Exercise description:
Rescale the data starting at the line that contains "Target: stone retaining wall" and going to the end. Copy every line, requests included, but multiply each coordinate in the answers by 2.5 and round to a whole number, with halves rounding up.

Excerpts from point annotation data

++++++

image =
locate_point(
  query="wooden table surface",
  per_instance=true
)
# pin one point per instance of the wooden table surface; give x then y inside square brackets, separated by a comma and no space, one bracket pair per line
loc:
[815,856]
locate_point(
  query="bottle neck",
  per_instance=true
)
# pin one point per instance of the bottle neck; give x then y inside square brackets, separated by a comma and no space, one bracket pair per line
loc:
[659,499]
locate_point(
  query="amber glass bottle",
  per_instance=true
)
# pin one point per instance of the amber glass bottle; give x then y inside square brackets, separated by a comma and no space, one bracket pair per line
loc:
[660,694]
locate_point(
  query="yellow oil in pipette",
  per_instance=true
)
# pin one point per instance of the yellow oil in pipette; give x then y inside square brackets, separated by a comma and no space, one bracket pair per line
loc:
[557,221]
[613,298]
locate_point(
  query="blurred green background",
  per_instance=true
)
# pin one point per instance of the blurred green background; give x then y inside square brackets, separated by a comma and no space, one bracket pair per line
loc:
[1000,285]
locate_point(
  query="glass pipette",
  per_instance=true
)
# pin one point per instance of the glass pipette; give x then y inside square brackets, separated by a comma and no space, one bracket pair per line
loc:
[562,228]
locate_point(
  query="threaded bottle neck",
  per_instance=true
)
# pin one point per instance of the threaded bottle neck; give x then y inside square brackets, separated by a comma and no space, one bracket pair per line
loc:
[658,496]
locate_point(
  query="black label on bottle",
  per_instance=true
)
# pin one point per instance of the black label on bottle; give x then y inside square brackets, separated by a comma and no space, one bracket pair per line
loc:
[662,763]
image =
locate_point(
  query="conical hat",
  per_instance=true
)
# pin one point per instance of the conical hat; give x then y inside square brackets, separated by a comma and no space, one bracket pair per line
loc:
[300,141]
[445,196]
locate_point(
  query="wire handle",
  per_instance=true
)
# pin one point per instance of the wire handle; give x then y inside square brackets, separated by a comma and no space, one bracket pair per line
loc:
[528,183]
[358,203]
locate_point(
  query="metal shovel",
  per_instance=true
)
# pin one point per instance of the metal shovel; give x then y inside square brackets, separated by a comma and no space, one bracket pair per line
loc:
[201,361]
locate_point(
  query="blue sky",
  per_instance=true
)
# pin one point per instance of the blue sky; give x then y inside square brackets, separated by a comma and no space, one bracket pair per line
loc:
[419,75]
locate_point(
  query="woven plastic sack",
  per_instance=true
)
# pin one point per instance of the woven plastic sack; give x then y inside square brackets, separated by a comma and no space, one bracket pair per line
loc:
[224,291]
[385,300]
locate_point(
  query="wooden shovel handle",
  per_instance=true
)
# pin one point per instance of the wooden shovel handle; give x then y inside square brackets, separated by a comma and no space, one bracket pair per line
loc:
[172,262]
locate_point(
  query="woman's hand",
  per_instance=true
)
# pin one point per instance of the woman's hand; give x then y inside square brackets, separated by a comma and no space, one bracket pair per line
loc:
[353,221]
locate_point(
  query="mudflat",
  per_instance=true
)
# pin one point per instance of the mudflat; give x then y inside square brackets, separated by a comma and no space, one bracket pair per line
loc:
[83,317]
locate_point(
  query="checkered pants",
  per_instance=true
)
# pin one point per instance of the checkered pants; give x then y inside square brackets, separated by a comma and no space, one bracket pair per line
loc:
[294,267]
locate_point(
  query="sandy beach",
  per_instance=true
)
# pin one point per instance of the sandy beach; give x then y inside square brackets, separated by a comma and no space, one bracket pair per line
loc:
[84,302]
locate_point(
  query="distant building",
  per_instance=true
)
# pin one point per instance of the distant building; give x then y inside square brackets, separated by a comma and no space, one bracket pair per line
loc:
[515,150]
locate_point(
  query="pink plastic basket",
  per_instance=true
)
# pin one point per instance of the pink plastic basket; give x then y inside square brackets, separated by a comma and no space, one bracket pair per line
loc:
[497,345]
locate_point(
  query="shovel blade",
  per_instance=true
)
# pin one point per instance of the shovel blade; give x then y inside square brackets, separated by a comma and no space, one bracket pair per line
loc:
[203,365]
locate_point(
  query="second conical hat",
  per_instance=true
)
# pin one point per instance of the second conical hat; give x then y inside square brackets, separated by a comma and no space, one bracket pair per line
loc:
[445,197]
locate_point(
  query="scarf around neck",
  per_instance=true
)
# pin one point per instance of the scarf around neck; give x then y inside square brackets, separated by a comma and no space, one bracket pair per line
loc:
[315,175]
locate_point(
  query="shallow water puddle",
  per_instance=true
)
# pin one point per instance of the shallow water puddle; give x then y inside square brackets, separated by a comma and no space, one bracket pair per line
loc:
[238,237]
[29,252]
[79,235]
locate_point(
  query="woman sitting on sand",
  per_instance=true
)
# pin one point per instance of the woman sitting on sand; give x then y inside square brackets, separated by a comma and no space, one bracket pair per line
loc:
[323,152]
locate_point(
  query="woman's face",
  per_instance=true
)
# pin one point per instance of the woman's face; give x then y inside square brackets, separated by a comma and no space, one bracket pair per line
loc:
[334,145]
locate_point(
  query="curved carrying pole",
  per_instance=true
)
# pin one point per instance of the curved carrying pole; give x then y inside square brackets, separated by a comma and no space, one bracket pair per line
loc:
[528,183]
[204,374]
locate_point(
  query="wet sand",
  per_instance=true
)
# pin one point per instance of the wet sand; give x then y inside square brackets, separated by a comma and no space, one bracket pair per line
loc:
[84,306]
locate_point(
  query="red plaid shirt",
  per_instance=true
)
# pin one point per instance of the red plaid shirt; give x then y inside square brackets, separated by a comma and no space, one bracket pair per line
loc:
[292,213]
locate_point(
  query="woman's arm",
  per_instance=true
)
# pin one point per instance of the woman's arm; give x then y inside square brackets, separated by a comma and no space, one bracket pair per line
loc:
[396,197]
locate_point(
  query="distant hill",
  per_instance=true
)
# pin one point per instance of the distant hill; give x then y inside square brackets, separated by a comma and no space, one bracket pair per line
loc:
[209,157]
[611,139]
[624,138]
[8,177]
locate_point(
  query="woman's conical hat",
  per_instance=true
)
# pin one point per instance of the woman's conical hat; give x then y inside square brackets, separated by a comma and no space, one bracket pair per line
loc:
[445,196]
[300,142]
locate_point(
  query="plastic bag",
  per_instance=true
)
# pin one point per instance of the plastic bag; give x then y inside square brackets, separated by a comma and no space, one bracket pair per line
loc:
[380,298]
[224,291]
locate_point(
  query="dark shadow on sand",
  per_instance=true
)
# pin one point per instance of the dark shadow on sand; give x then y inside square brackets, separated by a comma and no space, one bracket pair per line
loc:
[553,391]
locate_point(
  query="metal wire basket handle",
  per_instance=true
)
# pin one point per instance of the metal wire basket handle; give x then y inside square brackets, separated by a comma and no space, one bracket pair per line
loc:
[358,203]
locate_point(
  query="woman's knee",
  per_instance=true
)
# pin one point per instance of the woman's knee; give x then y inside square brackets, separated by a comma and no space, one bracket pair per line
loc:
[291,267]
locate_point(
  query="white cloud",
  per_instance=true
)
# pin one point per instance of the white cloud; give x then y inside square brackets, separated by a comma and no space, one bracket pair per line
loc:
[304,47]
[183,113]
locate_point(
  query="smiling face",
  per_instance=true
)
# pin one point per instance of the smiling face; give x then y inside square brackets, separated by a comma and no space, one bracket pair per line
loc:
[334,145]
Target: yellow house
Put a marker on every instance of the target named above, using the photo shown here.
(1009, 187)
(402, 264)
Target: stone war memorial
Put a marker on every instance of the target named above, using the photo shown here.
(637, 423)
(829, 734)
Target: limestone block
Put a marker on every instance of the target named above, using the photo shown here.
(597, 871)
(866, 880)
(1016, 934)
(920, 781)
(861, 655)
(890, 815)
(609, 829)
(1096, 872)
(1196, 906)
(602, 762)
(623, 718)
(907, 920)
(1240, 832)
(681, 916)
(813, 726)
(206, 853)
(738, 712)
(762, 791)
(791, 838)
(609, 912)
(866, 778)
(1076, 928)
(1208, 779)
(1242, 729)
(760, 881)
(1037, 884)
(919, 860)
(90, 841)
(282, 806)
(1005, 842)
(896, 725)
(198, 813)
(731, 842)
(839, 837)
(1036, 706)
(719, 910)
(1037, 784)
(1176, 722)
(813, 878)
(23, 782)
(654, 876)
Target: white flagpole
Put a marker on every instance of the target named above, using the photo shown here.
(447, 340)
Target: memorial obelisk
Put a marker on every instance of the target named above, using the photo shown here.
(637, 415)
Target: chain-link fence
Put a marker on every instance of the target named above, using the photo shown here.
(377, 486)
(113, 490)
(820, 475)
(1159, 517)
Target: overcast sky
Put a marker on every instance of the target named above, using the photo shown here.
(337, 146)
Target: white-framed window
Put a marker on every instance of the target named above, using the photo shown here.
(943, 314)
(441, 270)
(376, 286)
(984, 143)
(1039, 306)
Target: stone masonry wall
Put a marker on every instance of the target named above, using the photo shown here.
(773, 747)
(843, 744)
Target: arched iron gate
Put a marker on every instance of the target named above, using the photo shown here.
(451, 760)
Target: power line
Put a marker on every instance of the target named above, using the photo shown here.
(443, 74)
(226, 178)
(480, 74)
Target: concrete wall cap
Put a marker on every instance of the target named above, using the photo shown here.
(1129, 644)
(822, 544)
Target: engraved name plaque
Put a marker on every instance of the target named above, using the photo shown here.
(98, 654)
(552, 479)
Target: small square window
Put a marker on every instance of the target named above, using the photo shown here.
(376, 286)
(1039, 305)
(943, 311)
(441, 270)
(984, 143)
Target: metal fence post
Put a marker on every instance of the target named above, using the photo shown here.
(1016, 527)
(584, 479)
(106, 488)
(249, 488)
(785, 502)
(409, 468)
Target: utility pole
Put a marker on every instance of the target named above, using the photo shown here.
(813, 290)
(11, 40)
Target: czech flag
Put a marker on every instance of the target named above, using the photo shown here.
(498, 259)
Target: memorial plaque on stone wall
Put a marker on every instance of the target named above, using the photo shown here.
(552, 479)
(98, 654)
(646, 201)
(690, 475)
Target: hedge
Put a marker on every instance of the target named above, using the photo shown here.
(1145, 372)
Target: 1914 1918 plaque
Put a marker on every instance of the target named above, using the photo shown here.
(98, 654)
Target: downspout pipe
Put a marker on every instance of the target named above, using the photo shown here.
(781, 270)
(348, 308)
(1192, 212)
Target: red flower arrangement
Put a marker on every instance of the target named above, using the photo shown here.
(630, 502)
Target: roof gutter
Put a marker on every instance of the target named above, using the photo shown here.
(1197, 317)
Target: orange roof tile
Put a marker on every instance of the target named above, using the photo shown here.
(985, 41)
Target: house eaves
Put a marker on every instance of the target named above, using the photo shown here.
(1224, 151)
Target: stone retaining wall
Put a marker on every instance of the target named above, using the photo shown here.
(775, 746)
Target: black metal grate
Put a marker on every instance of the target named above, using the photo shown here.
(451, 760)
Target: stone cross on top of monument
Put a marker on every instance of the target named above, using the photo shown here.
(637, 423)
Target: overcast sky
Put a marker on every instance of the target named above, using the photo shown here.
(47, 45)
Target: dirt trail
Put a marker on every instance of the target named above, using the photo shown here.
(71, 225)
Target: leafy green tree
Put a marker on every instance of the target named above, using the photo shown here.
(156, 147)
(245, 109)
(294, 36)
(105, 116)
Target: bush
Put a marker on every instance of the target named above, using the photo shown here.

++++++

Output:
Target: stone retaining wall
Put a marker on every instance of the target named above, using the photo shown here.
(1938, 1865)
Target: black metal grate
Put a marker on every instance of the target named above, using the photo shown here.
(1128, 1900)
Target: stone cross on top of monument
Put a marker on every instance of the target named above, using the photo shown here.
(1593, 1058)
Target: overcast sky
Put a marker on every instance of the target named above, using the photo shown here.
(118, 113)
Target: dirt trail
Put a marker on every instance of the target named above, using the photo shown here.
(178, 563)
Target: leafy green tree
Put a marker on every instance of the target named above, using the photo shown here.
(390, 368)
(613, 273)
(735, 90)
(263, 290)
Target: bush
Put a marker on every instance of the target named above, using the photo shown here.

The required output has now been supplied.